Excerpted passage —
□ □ □ □

AUGUSTA —  Upcoming legislative debates over proposed restrictions and reforms in Maine’s welfare programs should be based on facts, not anecdotes suggesting widespread cheating and long-term reliance on assistance, advocates said today.

Researchers, advocates and recipients of assistance programs released a report based on questionnaires completed in 2010 by more than 1,000 families receiving Temporary Assistance for Needy Families and follow-up focus groups, which they called the most complete study of its kind since 1995.

The study was conducted as welfare reform became an issue during the gubernatorial campaign. With the new legislative session, a number of bills addressing welfare have been introduced, such as proposals to impose time limits on eligibility, tougher residency requirements and drug testing for recipients.

Gov. Paul LePage has not yet finalized his welfare reform package, but its central themes will be creating a tiered system that weans residents off welfare, creates a work requirement and imposes a five-year limit on benefits.

Advocates of assistance programs support some welfare proposals, such as those promoting greater access to job training and education, said Chris Hastedt of Maine Equal Justice, which advocates for low-income people. Hastedt noted that TANF spending represents less than 1 percent of the state general fund budget.

Hastedt and other advocates said that as debate develops in the weeks and months ahead, they hope proposed changes in the program will be based on facts. They said changes in the laws will affect about 14,800 Maine families – including 25,000 children – receiving assistance.

“Unfortunately, much of the debate has been driven by anecdotes and stereotypes, not credible information,” said Sarah Standiford, executive director of the Maine Women’s Lobby.

Their study shows that the median time people are on TANF is 1½ years. It also shows the biggest reasons families apply for assistance are job instability, illness, disabilities and family problems including domestic abuse. It also showed the median age of a child receiving TANF is just under 2.

“I didn’t choose to go on TANF,” said Pam Smith, a divorced mother of three and recipient since 2007 who lives in southern Maine. Smith said she had to apply for benefits for several reasons, including the hospitalization of her son that required her to be home during his recovery.

“I wouldn’t be able to put a roof over my children’s head if it wasn’t for TANF,” Smith said.

A LePage spokesman called the report released today “helpful.”

“It reinforces the message that the solutions to welfare reform need to be focused on the individual’s needs” to move forward and out of welfare, said spokesman Dan Demeritt.

He added that the administration agrees with the report’s finding that many of those on welfare hold a succession of short-term jobs.

□ □ □ □

Records supplied —
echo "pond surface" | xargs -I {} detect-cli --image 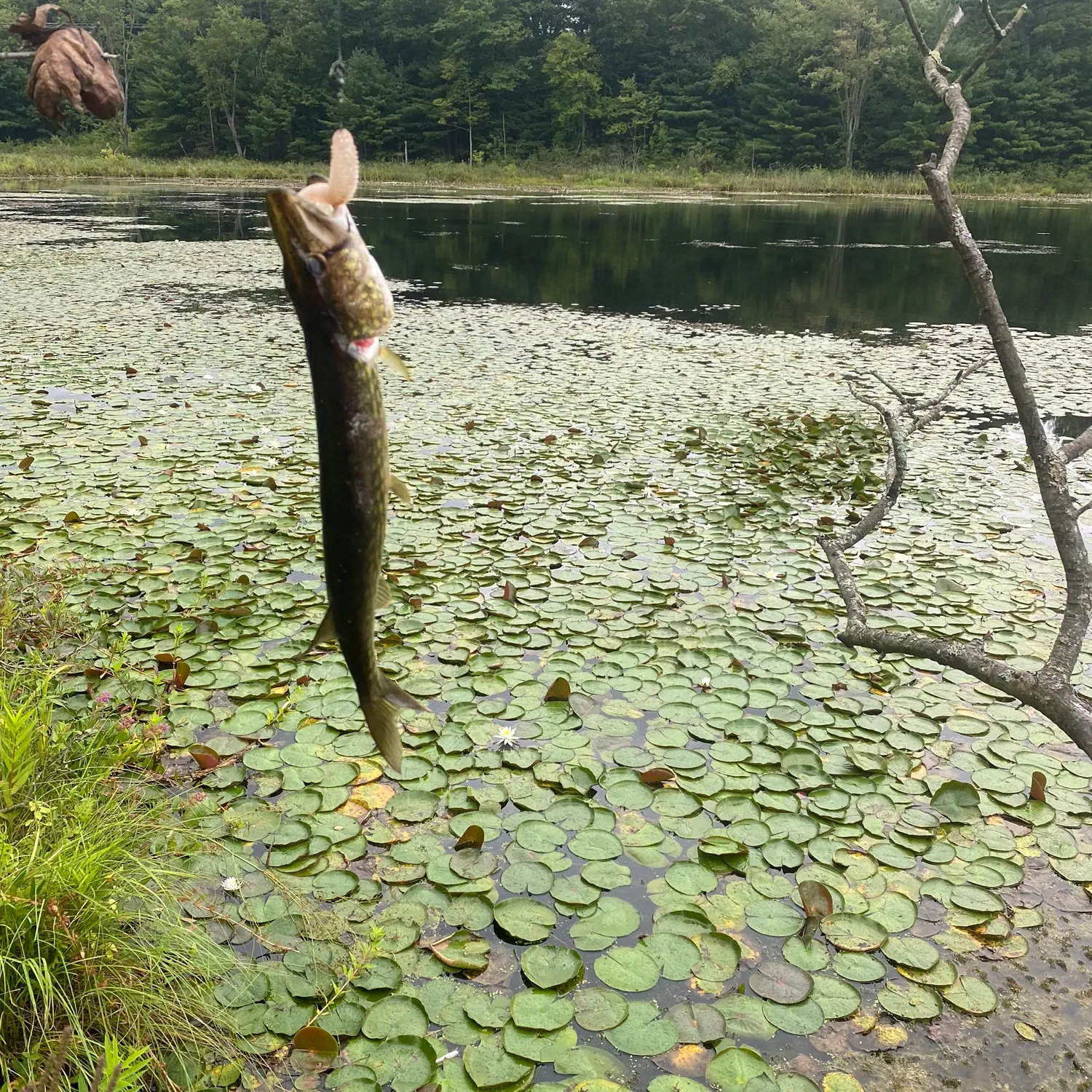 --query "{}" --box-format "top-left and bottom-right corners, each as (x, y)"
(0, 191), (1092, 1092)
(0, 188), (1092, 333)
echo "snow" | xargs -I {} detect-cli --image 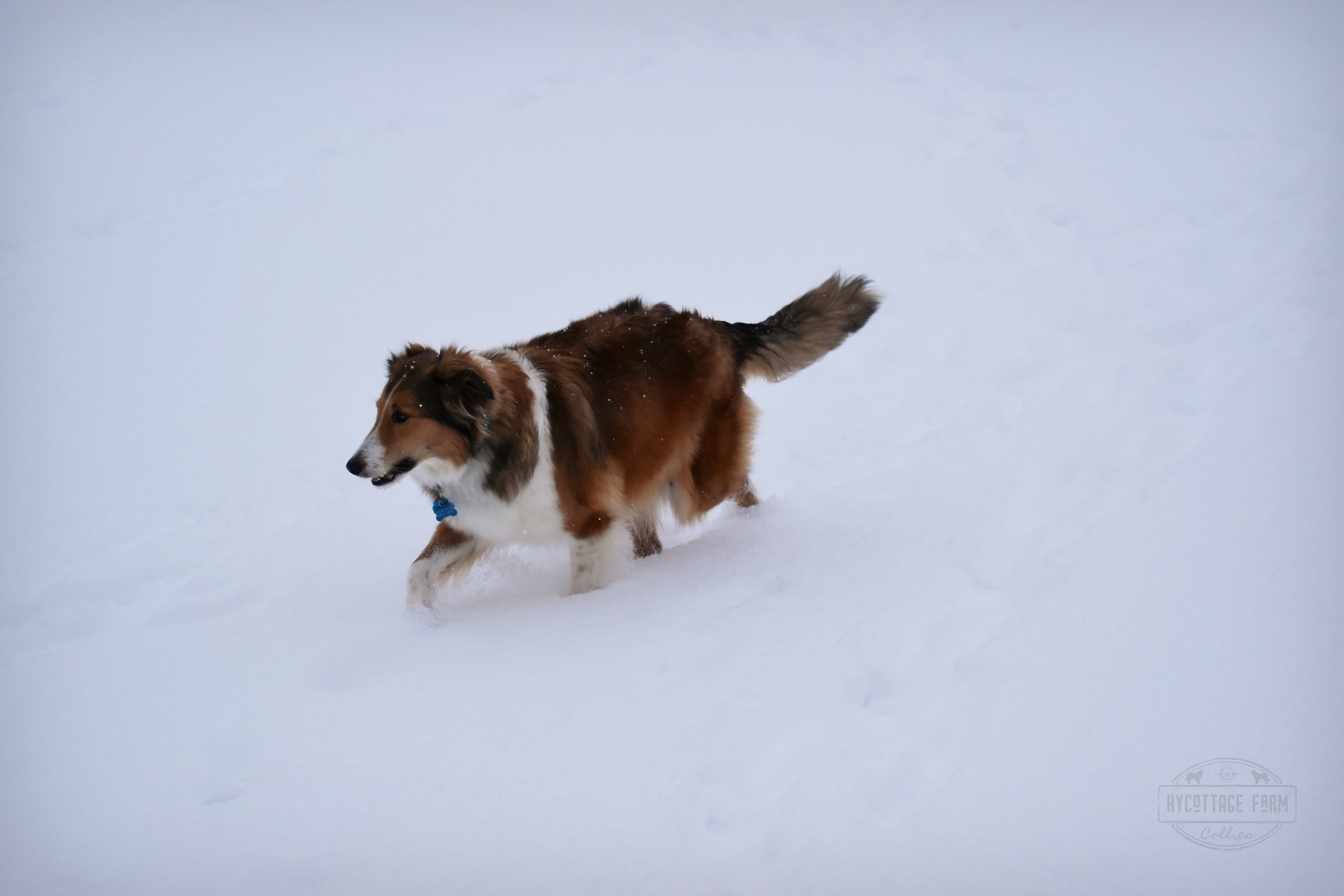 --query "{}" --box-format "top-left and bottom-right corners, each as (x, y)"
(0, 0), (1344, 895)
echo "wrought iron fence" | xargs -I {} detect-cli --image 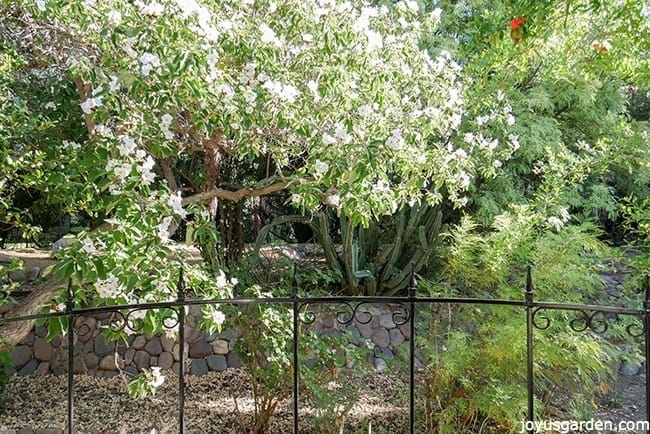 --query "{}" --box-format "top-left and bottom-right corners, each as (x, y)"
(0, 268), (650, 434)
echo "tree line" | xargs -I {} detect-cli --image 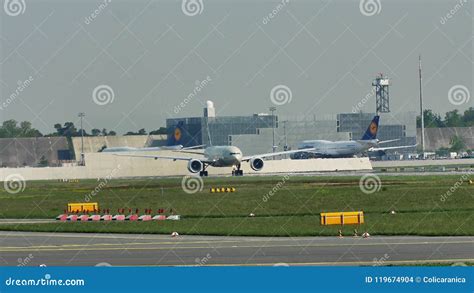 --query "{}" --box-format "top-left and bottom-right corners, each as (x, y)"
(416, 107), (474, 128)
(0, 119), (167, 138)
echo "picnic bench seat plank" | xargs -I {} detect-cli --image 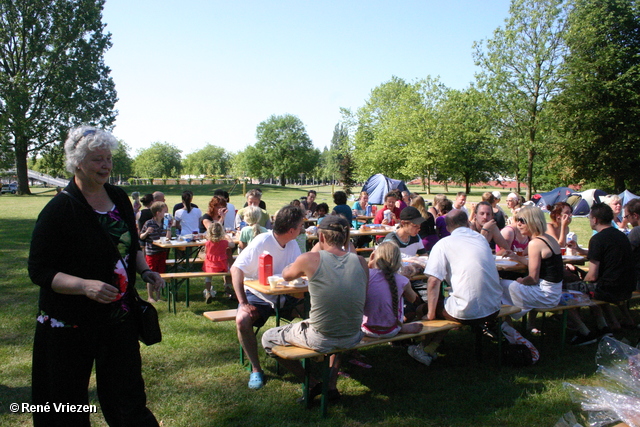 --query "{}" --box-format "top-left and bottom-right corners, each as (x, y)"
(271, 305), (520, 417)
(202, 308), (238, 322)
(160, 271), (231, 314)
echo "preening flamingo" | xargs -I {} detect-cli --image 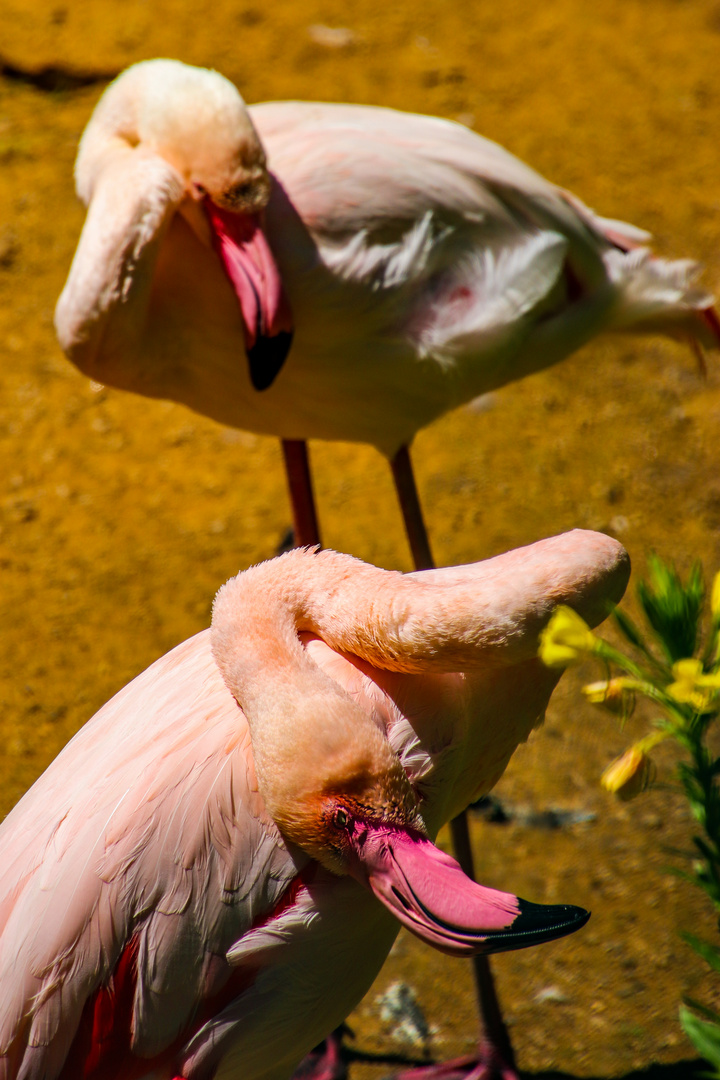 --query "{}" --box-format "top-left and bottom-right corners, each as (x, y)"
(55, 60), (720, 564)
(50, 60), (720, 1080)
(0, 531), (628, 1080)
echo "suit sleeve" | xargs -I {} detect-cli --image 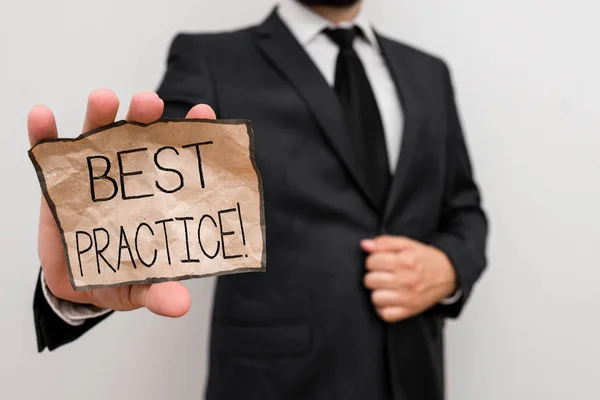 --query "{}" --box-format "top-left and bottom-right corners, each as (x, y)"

□ □ □ □

What needs to be done — According to the article about Maine's welfare report, what is the median length of time people stay on TANF? Rely solely on the article about Maine's welfare report when responding.

Solution below — 1½ years.